Problem description
Through the last line of the entries, please copy every line exactly, starting with the one that contains "Target: woman's fingers".

*** Opening Materials provided ***

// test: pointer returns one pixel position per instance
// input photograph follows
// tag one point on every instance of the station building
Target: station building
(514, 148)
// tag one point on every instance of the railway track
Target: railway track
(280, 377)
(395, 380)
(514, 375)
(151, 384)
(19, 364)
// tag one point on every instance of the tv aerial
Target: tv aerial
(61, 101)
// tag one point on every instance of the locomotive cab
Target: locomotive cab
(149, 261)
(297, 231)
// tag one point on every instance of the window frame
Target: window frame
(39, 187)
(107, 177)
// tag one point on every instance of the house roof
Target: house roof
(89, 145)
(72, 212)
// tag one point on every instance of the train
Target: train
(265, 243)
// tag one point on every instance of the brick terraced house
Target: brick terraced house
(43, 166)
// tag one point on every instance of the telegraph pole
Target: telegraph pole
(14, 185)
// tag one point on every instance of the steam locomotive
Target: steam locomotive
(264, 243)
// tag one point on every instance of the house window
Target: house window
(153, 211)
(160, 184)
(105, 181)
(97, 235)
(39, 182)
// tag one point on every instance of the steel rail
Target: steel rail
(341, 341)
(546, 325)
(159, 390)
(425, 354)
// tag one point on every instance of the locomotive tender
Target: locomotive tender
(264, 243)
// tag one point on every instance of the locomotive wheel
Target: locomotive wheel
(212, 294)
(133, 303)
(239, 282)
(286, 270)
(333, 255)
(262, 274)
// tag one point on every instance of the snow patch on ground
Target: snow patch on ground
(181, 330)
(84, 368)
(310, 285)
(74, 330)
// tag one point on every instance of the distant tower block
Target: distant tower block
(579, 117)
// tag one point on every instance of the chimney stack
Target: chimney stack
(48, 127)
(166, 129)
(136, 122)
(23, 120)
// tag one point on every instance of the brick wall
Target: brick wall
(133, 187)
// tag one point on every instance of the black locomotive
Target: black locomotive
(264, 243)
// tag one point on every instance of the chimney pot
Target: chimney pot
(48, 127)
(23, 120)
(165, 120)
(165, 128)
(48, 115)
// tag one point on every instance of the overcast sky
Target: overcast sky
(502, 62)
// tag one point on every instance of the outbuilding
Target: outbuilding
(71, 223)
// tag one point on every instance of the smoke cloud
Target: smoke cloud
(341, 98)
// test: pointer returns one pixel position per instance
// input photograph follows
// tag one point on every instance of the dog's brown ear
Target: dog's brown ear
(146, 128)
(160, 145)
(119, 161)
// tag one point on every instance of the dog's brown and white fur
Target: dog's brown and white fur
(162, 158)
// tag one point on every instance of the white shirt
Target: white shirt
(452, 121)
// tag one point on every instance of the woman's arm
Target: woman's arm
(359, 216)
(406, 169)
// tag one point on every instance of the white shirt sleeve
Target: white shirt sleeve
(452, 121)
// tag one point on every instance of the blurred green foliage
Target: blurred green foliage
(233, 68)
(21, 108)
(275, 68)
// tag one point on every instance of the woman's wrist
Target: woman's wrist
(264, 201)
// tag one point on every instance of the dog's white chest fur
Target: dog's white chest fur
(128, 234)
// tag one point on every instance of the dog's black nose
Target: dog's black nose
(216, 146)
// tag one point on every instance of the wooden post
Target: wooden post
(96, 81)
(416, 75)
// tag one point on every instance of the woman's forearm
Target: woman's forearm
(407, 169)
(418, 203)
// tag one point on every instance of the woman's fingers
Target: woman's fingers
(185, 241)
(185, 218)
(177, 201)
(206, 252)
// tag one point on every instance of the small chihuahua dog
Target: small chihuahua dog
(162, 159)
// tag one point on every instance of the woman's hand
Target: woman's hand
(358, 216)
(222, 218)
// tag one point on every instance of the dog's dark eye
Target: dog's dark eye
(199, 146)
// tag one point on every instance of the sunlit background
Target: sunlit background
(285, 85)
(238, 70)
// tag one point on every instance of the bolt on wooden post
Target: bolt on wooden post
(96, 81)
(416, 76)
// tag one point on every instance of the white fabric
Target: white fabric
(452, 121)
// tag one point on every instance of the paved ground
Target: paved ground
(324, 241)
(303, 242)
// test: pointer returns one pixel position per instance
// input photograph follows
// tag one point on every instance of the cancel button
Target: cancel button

*** Closing Materials provided ***

Output for this task
Target: woman's fingers
(185, 241)
(185, 218)
(177, 201)
(206, 252)
// tag one point on every instance of the small chihuahua dog
Target: small chihuahua dog
(162, 159)
// tag one point on every instance of the woman's hand
Target: woman's hand
(358, 216)
(222, 218)
// tag one point on every instance of the dog's dark eye
Target: dog's dark eye
(199, 146)
// tag one point on every instance of the sunlit background
Target: sunlit background
(285, 85)
(238, 70)
// tag one point on every instance of the bolt on wooden post
Target: bolt on wooden post
(96, 81)
(416, 76)
// tag one point on every instance of the white fabric
Target: white fabric
(452, 121)
// tag one point on every instance of the paved ground
Target: paved ground
(324, 241)
(303, 242)
// test: pointer returns one pixel position per instance
// input photograph follows
// tag one point on every instance of the cancel button
Target: cancel button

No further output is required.